Only the lines from the one containing "Point out the green" through the last line of the data below belong in your answer, copied exactly and without pictures.
=== Section Start ===
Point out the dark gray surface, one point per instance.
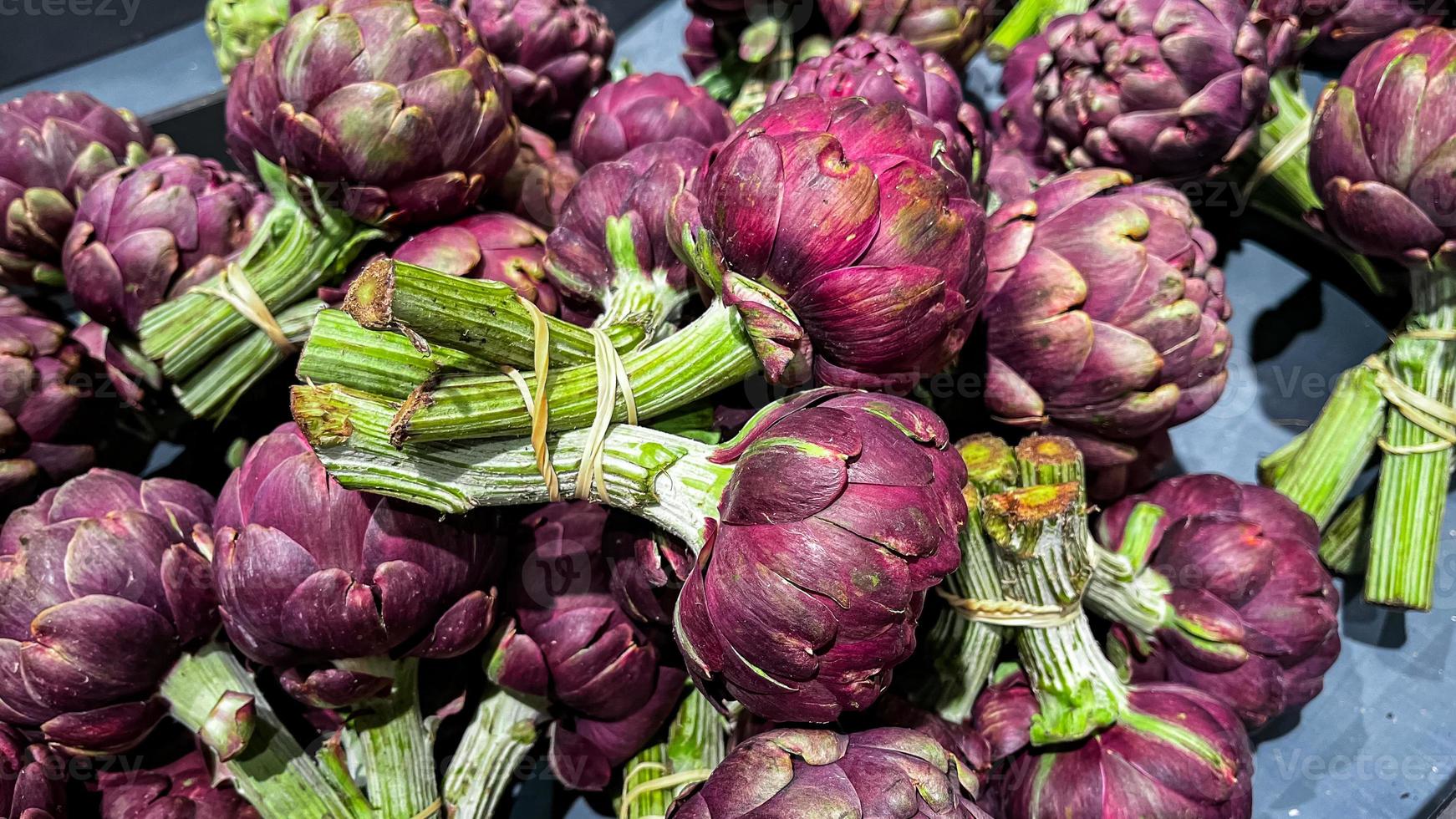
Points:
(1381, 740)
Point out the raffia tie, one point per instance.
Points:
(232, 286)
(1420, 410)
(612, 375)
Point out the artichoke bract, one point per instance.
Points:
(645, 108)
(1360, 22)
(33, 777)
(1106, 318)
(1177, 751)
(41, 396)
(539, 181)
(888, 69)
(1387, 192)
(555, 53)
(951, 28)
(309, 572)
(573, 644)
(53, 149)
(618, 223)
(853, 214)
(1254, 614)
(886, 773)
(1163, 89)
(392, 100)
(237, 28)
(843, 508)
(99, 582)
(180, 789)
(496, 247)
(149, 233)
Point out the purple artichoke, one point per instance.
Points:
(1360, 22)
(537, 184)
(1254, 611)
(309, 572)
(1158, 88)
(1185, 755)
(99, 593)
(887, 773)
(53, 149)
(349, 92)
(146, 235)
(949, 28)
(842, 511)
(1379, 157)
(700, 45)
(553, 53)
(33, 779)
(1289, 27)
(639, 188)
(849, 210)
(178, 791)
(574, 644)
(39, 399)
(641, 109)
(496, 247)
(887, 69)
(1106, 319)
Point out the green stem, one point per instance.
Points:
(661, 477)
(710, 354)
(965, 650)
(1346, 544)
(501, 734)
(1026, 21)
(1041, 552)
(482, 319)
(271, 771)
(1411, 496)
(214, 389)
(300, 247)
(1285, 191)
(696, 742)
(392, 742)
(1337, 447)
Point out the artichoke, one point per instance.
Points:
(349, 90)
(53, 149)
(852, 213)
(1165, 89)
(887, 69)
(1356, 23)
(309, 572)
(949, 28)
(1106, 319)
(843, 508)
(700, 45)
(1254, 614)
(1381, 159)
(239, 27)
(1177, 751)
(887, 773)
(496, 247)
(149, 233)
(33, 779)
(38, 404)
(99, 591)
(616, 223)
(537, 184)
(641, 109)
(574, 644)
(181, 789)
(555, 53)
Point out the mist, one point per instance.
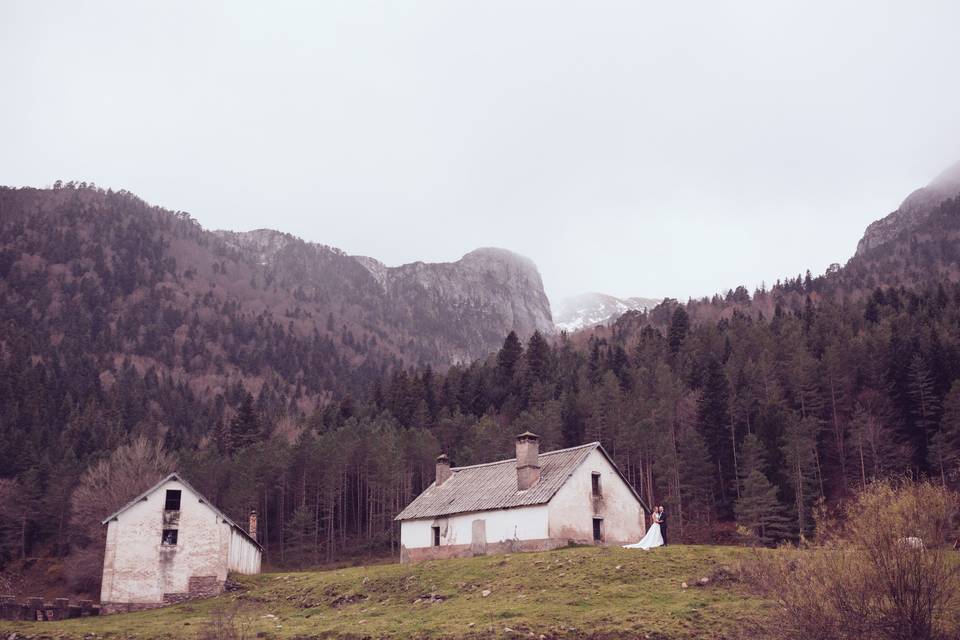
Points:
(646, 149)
=== Section End ===
ANSWER FOR THE TASK:
Point out the green stem, one point per instance.
Points:
(661, 477)
(710, 354)
(965, 650)
(1346, 544)
(501, 734)
(1026, 21)
(1041, 552)
(482, 319)
(271, 771)
(1411, 496)
(214, 389)
(300, 247)
(1285, 191)
(696, 742)
(392, 742)
(1337, 447)
Point out the artichoke, one point per instance.
Points:
(349, 90)
(53, 149)
(852, 213)
(1165, 89)
(887, 69)
(1356, 23)
(309, 572)
(949, 28)
(1106, 319)
(843, 508)
(700, 45)
(1254, 614)
(1381, 159)
(239, 27)
(1177, 751)
(887, 773)
(496, 247)
(149, 233)
(33, 779)
(38, 404)
(99, 591)
(616, 223)
(537, 184)
(641, 109)
(574, 644)
(181, 789)
(555, 53)
Point out the mist, one point per instance.
Points:
(646, 149)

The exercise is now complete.